Instructions for the task:
Could you write out the records below exactly, without omitting a line?

--- START ---

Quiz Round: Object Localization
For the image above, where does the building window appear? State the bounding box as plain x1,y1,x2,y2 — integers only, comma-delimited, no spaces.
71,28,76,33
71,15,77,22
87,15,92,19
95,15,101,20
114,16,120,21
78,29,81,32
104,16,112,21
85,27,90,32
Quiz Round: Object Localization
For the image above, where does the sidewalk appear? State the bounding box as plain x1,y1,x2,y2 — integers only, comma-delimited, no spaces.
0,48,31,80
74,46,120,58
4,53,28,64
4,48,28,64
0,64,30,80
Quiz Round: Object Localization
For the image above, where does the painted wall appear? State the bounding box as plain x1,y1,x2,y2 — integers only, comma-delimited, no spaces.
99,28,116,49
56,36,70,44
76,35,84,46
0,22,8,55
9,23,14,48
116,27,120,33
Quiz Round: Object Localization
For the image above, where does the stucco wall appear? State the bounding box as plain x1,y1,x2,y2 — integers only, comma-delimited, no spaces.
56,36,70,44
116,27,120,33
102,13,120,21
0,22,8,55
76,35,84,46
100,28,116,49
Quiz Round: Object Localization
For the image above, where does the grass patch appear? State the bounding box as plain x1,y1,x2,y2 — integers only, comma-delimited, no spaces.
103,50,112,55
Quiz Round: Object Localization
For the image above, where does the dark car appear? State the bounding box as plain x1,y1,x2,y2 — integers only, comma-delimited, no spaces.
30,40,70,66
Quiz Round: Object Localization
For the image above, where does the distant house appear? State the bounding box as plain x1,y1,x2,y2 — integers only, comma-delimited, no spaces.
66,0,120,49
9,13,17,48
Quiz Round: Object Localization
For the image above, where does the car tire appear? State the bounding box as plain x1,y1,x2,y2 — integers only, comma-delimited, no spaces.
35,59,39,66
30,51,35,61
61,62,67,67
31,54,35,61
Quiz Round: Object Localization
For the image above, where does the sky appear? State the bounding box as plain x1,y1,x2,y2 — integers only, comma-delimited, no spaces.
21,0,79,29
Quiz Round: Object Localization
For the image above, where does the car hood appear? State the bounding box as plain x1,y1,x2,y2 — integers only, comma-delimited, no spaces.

--- END ---

Exercise result:
Quiz Round: Object Localization
For the image above, where does the building window appear? State the bounding box as plain x1,y1,x2,y2 — integers only, comma-delimited, no spaces.
71,28,76,33
71,15,77,22
87,15,92,19
95,15,101,20
114,16,120,21
78,29,81,32
104,16,112,21
85,27,90,32
Quiz Round: Object Localization
For the image above, where does the sidewalk appear? State the bounding box as plain x1,y1,x2,y2 — integers only, comma-delimited, no spaces.
0,48,31,80
74,46,120,58
4,53,28,64
4,48,28,64
0,64,30,80
Quiz Round: Object Localization
For the image above, where does the painted wall appear? State the bounding box as plain x1,y1,x2,y2 — integers only, comma-delimited, no spaces.
99,28,116,49
56,36,70,44
76,35,84,46
0,22,8,55
9,23,14,48
116,27,120,33
Quiz Round: Object Localization
For the image above, where does the stucco wall appear? State the bounding box as plain x1,y1,x2,y2 — integers only, comma-delimited, no spaces.
56,36,70,44
116,27,120,33
102,13,120,21
0,22,8,55
76,35,84,46
100,28,116,49
Quiz Round: Object Localization
For the image above, where does the grass patch appear? State the bounding box as plain x1,y1,x2,y2 — integers only, comma-delimited, no spaces.
103,50,112,55
Quiz Round: Object Localization
For the image above, where does the dark car appear? State the bounding box as plain x1,y1,x2,y2 — integers only, comma-delimited, no spaces.
30,40,70,66
Quiz Round: Object Localization
For the image above, where does the distant house appear? State the bounding box as plain x1,y1,x2,y2 — integers only, comma-delimited, no spaces.
66,0,120,49
9,13,17,48
Quiz Round: Object Localization
For the image above, where does the car tire appear? State the bounding box as plain x1,y1,x2,y2 — integers only, comma-delimited, no spaces.
35,59,39,66
30,51,35,61
61,62,67,67
31,54,35,61
Quiz Round: Object Localization
For the image above, where does the sky appear? State the bounding box as plain x1,y1,x2,y2 — integers only, comma-delimited, no spaces.
21,0,79,29
Quiz Round: Object Localization
For the image above, where does the car hood appear? State the bounding box as plain x1,y1,x2,y2 — integers only, comma-delimited, no spaces.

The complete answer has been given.